SET TASK: Could you carry on the article about America's falling share of overseas travelers, writing on from its last sentence?

SOURCE TEXT:
Editor's Note: This summer, CNN's Defining America project is exploring the stories behind the numbers to show how places are changing. This week, get to know more about your neighbors all across the country -- how they live and love, what they believe in and how they came to call themselves Americans. The week will culminate with a Secret Supper in New York City, and Eatocracy invites you to participate online starting Monday July 11th at 6:30 p.m. ET.
(CNN) -- Global travel is booming. It's faster, safer and cheaper to travel internationally than ever before, and despite the economic downturn, hundreds of millions of travelers are exploring the globe with passports in their hands and spending money in their pockets.
Over the next few decades, exploding growth from India, China and Brazil will produce even more international travelers. But as the global travel market grew by more than 60 million travelers in the past decade, the United States saw zero growth in overseas visitation. As a result, America's share of international arrivals has declined by 37% since 2000.
This happened even though the United States is a country that offers more to visitors than anywhere else in the world.
Our diversity, of both people and geography, makes us a uniquely compelling destination. The U.S. is a country of majestic peaks and expansive desert; of rolling hills and pristine beaches; of towering skyscrapers and chic glamour; of luxurious shopping and colossal amusement parks. No matter what you are looking for in a destination, you can find it in the U.S.A.
And yet, we are failing to keep pace in the global competition for overseas visitors.
Today, world travelers have an increasing number of alluring destinations from which to choose -- destinations that actively promote themselves and provide potential visitors with access to a host of important travel information. And a number of other countries and destinations around the world have done a much better job than the U.S. at winning the international traveler's business.
Until recently, the U.S. was the only developed country without a national travel promotion strategy. And, at the same time, the U.S. tightened security requirements, fueling the misperception that America is unwelcoming to guests.

STORED DATA:

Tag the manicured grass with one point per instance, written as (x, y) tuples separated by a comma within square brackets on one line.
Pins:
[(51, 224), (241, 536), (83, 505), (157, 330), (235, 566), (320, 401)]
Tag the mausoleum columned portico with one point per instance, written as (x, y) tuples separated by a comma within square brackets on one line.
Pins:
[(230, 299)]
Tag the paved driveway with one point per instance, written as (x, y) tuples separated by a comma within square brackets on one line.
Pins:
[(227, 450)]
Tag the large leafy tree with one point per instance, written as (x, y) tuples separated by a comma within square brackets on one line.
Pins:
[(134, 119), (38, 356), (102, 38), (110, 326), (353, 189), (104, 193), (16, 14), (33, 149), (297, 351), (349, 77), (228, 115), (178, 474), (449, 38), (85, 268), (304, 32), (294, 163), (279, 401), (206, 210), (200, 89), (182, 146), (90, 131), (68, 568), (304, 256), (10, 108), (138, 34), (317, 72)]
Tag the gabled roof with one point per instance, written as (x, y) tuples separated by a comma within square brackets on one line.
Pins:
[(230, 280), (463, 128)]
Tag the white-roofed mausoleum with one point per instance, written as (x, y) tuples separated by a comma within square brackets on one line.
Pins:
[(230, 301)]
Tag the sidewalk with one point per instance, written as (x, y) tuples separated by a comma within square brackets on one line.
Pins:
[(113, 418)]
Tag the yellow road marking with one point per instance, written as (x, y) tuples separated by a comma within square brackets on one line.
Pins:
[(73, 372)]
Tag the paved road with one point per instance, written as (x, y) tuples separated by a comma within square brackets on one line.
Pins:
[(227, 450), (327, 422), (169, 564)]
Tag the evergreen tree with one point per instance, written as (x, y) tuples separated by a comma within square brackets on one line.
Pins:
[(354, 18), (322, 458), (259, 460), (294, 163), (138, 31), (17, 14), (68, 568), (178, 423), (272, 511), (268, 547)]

RESPONSE TO THIS EXERCISE:
It has become clear that the days are long gone when America could rely on reputation and word-of-mouth to attract international travelers. In this new, flat world, the U.S. must regain its competitive edge to grow its travel and tourism industry. Just as we compete globally to produce manufacturing or technology exports, we must also compete to attract world travelers and the spending they bring.
There is, however, both good news and a promising way forward. Last year, a bipartisan Congress passed the Travel Promotion Act, which President Barack Obama signed into law in March 2010. At no cost to U.S. taxpayers, the act created the Corporation for Travel Promotion, a public-private partnership that will create and execute America's first nationally coordinated marketing program designed to attract more international visitors and provide them with the kind of helpful information they need and expect.
Our top priority is simply spreading the word that Americans wants world travelers to come and visit. The Corporation for Travel Promotion will roll out the "welcome mat" and invite visitors to travel to our shores. We will run a coordinated, multichannel marketing campaign to tell the story of why our country is worth visiting to ensure that travelers move the United States to the top of their list of dream destinations.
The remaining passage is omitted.